■ PROBLEMS TO WORK ON:
A – In the 2006 cycling itinerary, what is the writer's target weight for the Leadville Trail 100?
B – Using the 2006 cycling itinerary, explain why the writer plans to train on trail as well as on the road for the Cascade Creampuff.

■ PASSAGE SHOWN:
--- begin ---

Resolved

12.29.2005 | 8:30 pm

It is known far and wide that I make the best mashed potatoes in the entire world, as well as the best banana cream pie. My chili is perhaps the best in the world, too, especially when matched with the fry bread I make. When I choose to, I am fully capable of demonstrating an unmatched ability to grill and dress a burger.

And now it’s winter, when I traditionally let my guard down and make all this food. It’s when I demonstrate that I could quite probably run a comfort-food restaurant. People love me this time of year.

And I have grown fat again. I am amazed how little time it took. No, just kidding. This happens each year. I’m just pretending to be amazed.

It stops now, though. It has to.

 

The Fat Cyclist 2006 Event Itinerary

2006 is going to be my biggest, best cycling season ever. I need to be in shape for it. No, “in shape” doesn’t cover it. I need to be in the best shape of my life. Here’s why.

  • Kokopelli Trail Ride (May 13): My first big event of the year is also the biggest thing I’ve ever planned. An unsupported, 142-mile ride means I need to be light and strong, much earlier in the season than I’ve ever been. My target weight for this ride is 158. I will do almost all my training for this ride on the road, since it is not an especially technical ride. My primary goal is to finish this race at all. My stretch goal is to finish it before midnight (21 hours).
  • Cascade Creampuff (June 26): Three laps, each about 33 miles long. Each lap, you climb for around 6000 feet. Then, just as your legs are about to give out from the climb, you get to go down 15 miles of twisty, technical singletrack. I’ve done this race once before; after one lap, I was completely cooked. It’s the only race I’ve ever given serious consideration to quitting. In fact, I did quit this race, several times. I just never said it at a place where it would be official. My target weight for this ride is 155. I will train for this ride both on the road and on trail. You can lose lots of time on this one by being a poor technician. My primary goal is to finish this in under 13 hours. My stretch goal is to finish it in under 12.
  • Leadville Trail 100 (August 12): This is the big one. This will be the tenth time I’ve done this race. I will be 40 years old. I would really, really, really like to finish in less than nine hours and get that big ol’ coveted belt buckle. My target weight for this ride is 150. I will train mostly on the road for this ride, focusing on sustained climbs.
  • Track (Weekly races throughout the season): My goal here is just to compete and get to a point where I don’t embarrass myself. Since I’ve never done this before, I have no idea what else I should shoot for.

How I Will Get There

Getting down to the weight — and getting the strength — I need to be competitive isn’t at all mysterious. I know how to do it. It’s just a matter of commitment.

--- end ---

Entries from a point annotation set
--- begin ---

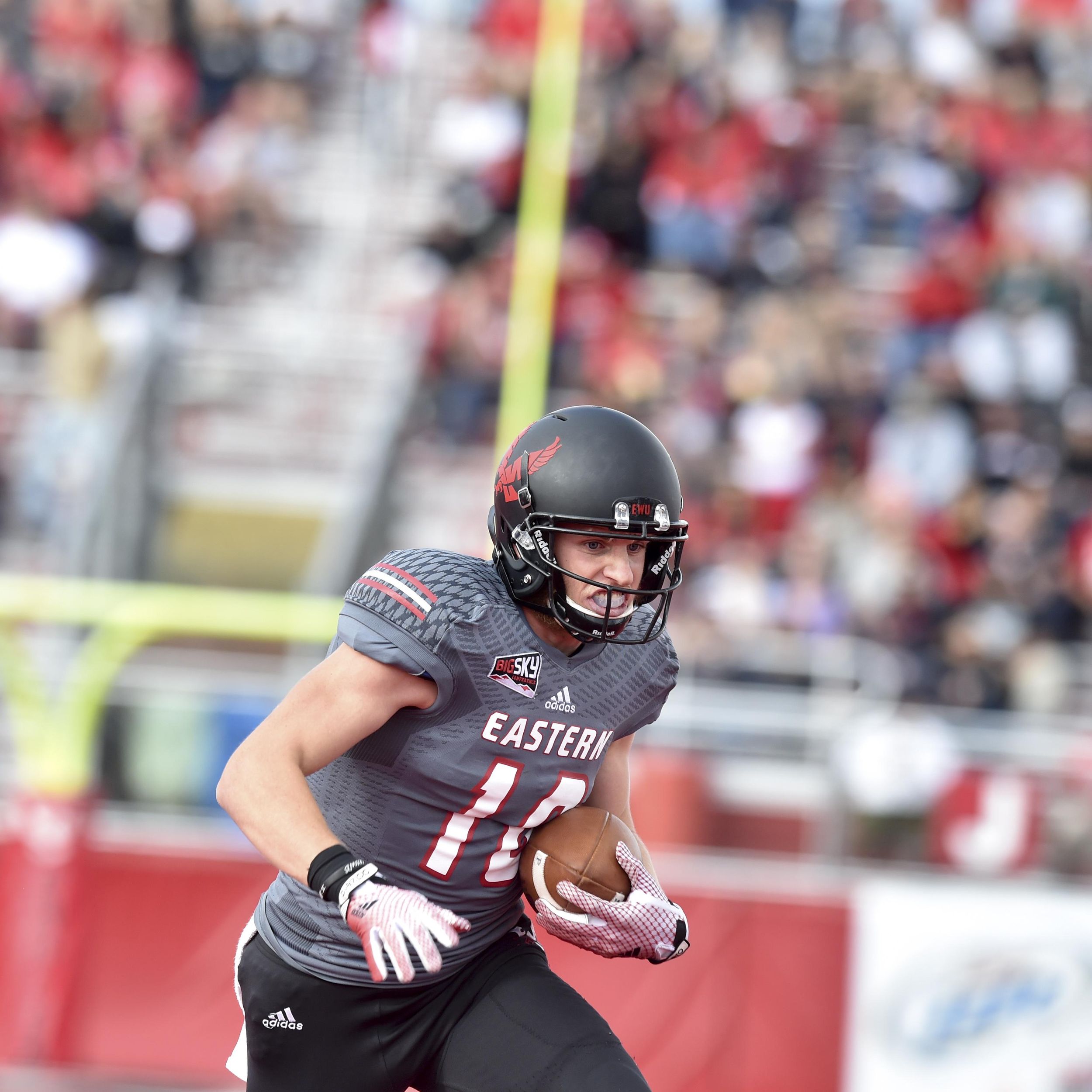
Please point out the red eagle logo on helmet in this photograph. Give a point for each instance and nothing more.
(509, 471)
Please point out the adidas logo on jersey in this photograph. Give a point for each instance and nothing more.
(562, 702)
(283, 1019)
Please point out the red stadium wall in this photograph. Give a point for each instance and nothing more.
(757, 1007)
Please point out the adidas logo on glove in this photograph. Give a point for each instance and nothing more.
(560, 702)
(283, 1019)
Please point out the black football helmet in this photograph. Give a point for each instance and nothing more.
(578, 469)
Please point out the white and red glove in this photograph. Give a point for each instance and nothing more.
(648, 925)
(385, 918)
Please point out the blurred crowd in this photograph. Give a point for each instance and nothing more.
(134, 134)
(837, 255)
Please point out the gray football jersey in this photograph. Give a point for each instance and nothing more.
(442, 800)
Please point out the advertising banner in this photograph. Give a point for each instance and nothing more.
(970, 988)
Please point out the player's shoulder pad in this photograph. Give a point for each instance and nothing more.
(426, 591)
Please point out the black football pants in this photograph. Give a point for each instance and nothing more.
(505, 1023)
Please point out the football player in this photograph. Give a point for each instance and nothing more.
(461, 705)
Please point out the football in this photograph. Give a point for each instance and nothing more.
(578, 846)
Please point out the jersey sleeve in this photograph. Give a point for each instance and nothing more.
(662, 676)
(356, 629)
(409, 601)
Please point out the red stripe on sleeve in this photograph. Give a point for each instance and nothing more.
(405, 576)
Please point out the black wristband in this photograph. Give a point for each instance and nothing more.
(329, 865)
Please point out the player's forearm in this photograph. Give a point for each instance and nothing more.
(271, 803)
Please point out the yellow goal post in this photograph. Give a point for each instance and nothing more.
(55, 737)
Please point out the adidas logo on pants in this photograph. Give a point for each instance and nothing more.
(283, 1019)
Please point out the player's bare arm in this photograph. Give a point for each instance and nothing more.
(338, 704)
(611, 791)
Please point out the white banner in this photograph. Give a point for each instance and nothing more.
(970, 988)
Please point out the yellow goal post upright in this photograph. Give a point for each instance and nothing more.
(541, 220)
(56, 752)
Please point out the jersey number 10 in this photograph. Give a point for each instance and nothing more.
(491, 794)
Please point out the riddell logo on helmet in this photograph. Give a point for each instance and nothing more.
(659, 567)
(510, 471)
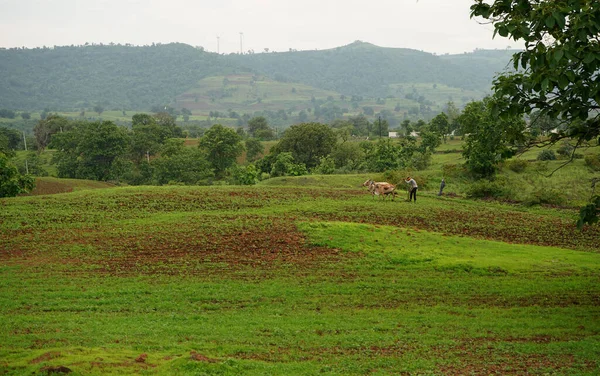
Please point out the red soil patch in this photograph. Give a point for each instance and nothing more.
(45, 357)
(201, 358)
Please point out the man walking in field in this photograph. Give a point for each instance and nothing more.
(442, 186)
(413, 188)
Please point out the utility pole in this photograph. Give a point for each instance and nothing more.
(25, 143)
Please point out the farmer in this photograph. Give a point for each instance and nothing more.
(413, 188)
(442, 186)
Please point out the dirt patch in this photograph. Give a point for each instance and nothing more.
(201, 358)
(45, 357)
(57, 369)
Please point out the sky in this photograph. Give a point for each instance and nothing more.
(231, 26)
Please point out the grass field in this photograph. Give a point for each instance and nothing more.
(300, 277)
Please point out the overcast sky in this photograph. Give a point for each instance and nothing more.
(437, 26)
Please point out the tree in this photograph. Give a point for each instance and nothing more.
(254, 148)
(91, 151)
(99, 109)
(180, 164)
(489, 139)
(47, 127)
(222, 146)
(307, 142)
(558, 70)
(12, 182)
(440, 125)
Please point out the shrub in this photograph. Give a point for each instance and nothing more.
(546, 196)
(486, 189)
(517, 165)
(242, 175)
(546, 155)
(593, 161)
(453, 170)
(326, 166)
(565, 150)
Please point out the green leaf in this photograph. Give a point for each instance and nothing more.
(563, 82)
(545, 84)
(503, 31)
(558, 55)
(560, 19)
(589, 58)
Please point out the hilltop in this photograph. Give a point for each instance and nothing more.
(125, 77)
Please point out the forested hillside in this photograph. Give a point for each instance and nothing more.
(365, 69)
(119, 77)
(137, 78)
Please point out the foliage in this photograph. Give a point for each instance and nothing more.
(12, 182)
(181, 165)
(489, 139)
(258, 127)
(47, 127)
(546, 155)
(589, 214)
(485, 188)
(348, 155)
(421, 160)
(284, 165)
(89, 149)
(35, 165)
(517, 165)
(440, 125)
(558, 73)
(242, 175)
(10, 140)
(326, 166)
(116, 76)
(307, 142)
(593, 161)
(544, 196)
(221, 146)
(254, 149)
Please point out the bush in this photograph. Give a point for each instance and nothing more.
(593, 161)
(242, 175)
(326, 166)
(565, 150)
(546, 155)
(487, 189)
(547, 196)
(517, 165)
(453, 170)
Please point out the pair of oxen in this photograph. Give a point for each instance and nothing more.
(381, 189)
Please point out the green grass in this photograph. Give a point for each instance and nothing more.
(289, 280)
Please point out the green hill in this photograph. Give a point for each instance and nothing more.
(121, 77)
(125, 77)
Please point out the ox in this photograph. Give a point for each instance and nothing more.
(382, 189)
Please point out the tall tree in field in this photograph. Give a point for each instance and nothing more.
(560, 64)
(12, 182)
(489, 139)
(259, 128)
(222, 146)
(91, 150)
(47, 127)
(559, 68)
(308, 142)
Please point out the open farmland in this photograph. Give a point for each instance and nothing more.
(293, 280)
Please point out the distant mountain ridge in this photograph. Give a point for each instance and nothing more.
(133, 77)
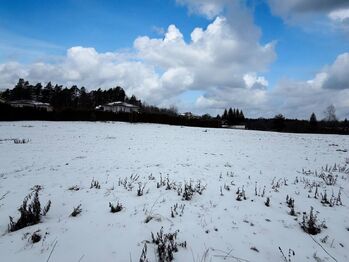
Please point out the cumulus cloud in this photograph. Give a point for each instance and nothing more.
(295, 11)
(329, 86)
(220, 61)
(208, 8)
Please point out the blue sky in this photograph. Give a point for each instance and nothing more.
(43, 30)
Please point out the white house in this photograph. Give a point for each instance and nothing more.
(117, 107)
(31, 104)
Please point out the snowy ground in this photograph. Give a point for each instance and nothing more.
(215, 226)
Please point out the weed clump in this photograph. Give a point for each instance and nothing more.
(76, 211)
(115, 208)
(309, 223)
(95, 184)
(166, 245)
(31, 213)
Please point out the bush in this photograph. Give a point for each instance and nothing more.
(115, 208)
(309, 224)
(166, 245)
(76, 211)
(31, 214)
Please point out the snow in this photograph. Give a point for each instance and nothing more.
(215, 227)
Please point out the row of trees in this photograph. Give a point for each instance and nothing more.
(67, 98)
(233, 116)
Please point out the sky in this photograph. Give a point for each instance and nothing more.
(263, 56)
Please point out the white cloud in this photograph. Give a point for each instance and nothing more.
(209, 8)
(313, 12)
(220, 60)
(340, 15)
(329, 86)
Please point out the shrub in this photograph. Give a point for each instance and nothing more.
(36, 237)
(95, 184)
(166, 245)
(31, 213)
(76, 211)
(309, 223)
(115, 208)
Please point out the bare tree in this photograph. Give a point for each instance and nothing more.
(330, 114)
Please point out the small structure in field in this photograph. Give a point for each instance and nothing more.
(118, 107)
(31, 104)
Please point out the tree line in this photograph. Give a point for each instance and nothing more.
(74, 103)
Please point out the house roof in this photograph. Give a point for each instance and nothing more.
(120, 103)
(28, 102)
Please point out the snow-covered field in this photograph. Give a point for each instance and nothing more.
(214, 224)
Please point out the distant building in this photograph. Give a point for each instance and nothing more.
(118, 107)
(31, 104)
(189, 115)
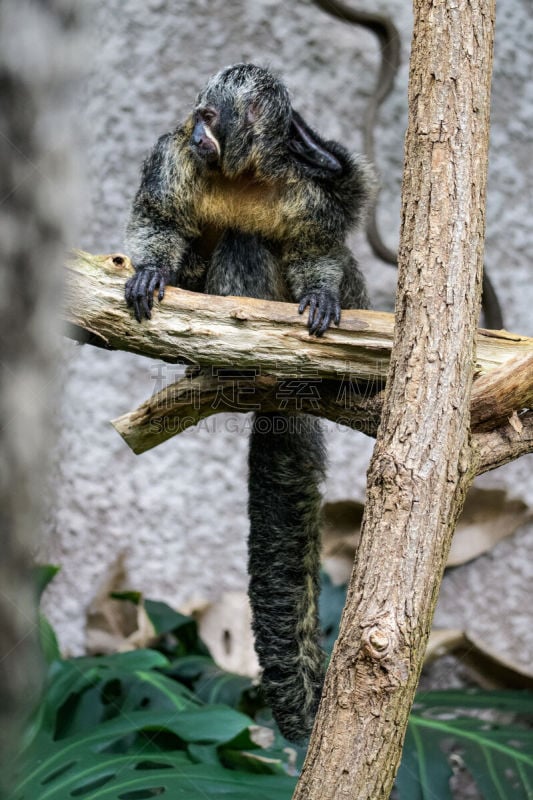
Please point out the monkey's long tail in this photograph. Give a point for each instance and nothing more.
(287, 459)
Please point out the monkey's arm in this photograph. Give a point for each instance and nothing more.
(156, 236)
(315, 280)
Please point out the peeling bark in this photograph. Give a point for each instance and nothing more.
(422, 463)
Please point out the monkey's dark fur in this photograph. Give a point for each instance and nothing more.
(244, 198)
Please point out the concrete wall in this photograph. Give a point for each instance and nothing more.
(179, 512)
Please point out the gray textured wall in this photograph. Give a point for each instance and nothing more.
(180, 511)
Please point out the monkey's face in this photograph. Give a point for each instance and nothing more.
(241, 119)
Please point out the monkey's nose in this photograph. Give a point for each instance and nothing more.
(204, 142)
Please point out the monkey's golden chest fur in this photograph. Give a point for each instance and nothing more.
(243, 204)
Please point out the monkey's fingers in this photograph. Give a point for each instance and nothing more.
(324, 308)
(138, 293)
(156, 282)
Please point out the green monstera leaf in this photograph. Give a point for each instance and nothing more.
(486, 736)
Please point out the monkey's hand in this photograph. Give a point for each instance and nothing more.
(140, 288)
(324, 308)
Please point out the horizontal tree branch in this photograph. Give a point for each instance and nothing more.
(242, 332)
(257, 354)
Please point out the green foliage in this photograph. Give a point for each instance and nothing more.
(145, 723)
(488, 736)
(169, 722)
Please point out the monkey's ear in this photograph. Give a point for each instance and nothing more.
(309, 148)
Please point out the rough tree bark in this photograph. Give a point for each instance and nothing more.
(422, 463)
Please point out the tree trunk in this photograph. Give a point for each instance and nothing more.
(422, 462)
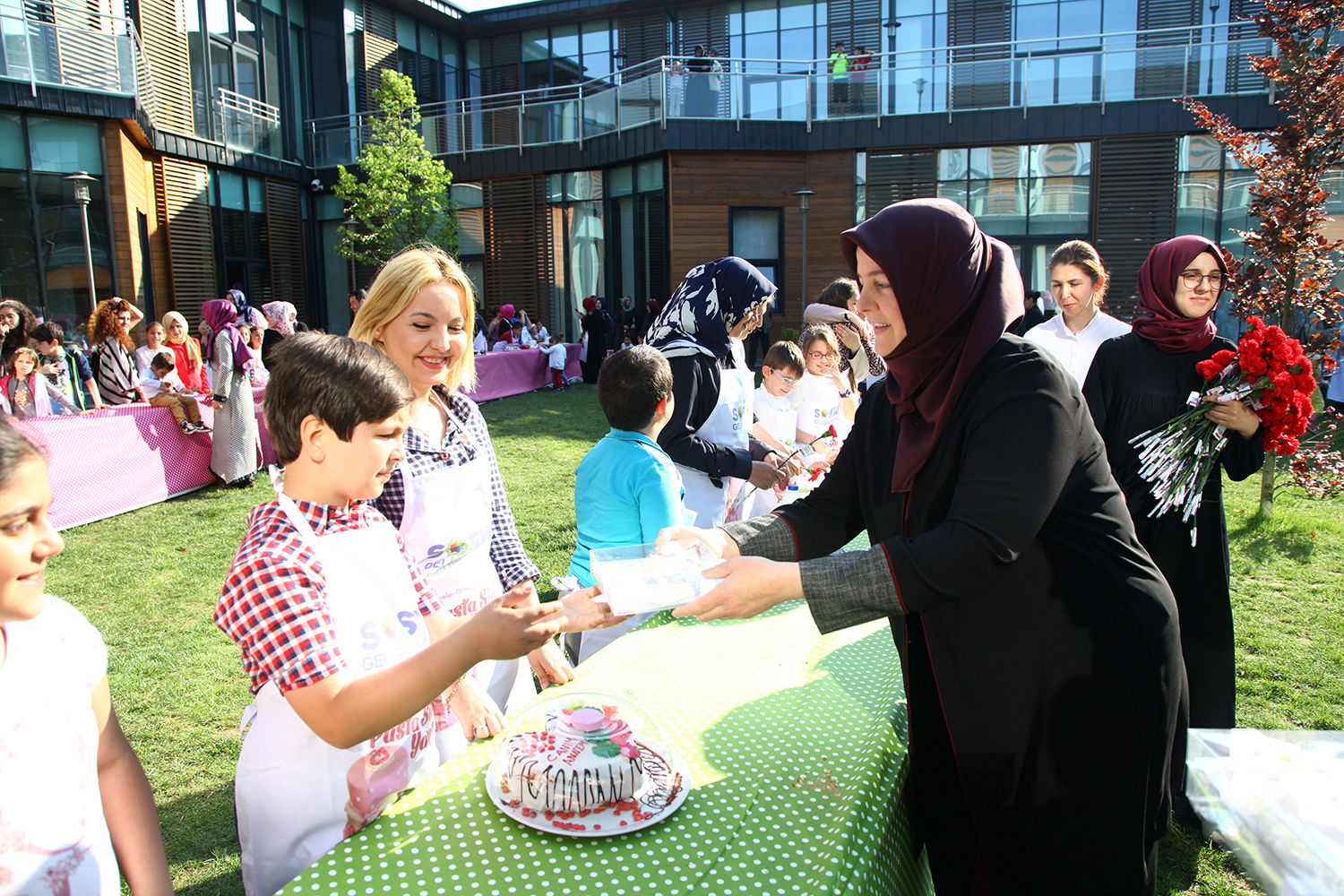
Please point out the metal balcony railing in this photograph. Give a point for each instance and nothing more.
(1098, 69)
(246, 124)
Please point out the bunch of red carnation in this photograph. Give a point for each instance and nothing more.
(1271, 374)
(1279, 376)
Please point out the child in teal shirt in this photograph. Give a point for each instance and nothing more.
(626, 487)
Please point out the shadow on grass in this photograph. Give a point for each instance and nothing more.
(1263, 538)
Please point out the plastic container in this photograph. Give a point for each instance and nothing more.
(645, 578)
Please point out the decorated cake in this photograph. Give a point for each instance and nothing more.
(583, 759)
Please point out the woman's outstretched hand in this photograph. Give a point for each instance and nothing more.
(750, 586)
(717, 540)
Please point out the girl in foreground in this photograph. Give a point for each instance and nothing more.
(74, 801)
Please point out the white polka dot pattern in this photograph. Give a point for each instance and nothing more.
(796, 745)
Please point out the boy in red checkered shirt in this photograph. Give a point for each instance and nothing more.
(346, 643)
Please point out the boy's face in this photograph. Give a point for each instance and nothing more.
(777, 383)
(360, 468)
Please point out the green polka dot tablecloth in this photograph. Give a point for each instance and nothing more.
(796, 745)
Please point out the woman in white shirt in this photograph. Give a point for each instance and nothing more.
(1078, 281)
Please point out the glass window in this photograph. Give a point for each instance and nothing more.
(65, 145)
(650, 175)
(755, 233)
(621, 180)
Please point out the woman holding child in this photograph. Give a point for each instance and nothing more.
(1038, 640)
(709, 435)
(448, 495)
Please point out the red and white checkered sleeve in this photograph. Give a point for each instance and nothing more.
(274, 608)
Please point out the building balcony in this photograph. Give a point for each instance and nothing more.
(1090, 70)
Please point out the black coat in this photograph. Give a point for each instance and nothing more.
(1132, 387)
(1038, 640)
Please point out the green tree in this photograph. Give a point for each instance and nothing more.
(402, 198)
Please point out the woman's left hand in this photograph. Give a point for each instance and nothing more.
(1234, 416)
(750, 586)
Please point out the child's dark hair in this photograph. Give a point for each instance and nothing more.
(15, 450)
(339, 381)
(631, 384)
(785, 358)
(47, 332)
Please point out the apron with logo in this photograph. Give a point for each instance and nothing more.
(728, 425)
(297, 797)
(446, 530)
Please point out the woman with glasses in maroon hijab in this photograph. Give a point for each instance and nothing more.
(1038, 640)
(1139, 382)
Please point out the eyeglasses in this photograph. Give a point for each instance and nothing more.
(1193, 280)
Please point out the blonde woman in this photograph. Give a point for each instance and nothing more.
(448, 497)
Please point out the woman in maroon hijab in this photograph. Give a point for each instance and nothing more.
(1038, 640)
(1142, 379)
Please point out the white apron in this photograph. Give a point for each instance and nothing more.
(446, 528)
(730, 425)
(297, 797)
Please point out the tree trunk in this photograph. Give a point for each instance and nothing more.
(1268, 487)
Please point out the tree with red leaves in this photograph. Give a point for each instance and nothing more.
(1287, 276)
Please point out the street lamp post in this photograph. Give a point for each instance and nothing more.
(804, 195)
(81, 180)
(1212, 21)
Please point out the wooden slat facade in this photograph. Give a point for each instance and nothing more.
(185, 209)
(702, 187)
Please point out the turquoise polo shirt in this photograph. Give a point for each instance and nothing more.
(625, 490)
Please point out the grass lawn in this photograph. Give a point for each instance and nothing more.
(150, 582)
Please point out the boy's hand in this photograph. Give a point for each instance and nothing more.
(504, 630)
(582, 613)
(478, 715)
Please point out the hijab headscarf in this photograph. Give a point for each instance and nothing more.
(281, 316)
(1159, 322)
(709, 303)
(220, 316)
(959, 289)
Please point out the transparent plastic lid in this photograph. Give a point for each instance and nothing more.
(645, 578)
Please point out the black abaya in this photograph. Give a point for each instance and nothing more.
(1131, 389)
(1038, 640)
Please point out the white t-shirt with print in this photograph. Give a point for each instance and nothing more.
(53, 833)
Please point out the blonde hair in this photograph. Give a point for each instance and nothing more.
(398, 284)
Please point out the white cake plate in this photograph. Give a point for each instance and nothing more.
(667, 783)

--- end ---

■ ANSWER SET:
A – 150

B – The writer will train both on the road and on trail for the Cascade Creampuff because each lap ends with 15 miles of twisty, technical singletrack, and a rider can lose lots of time there by being a poor technician.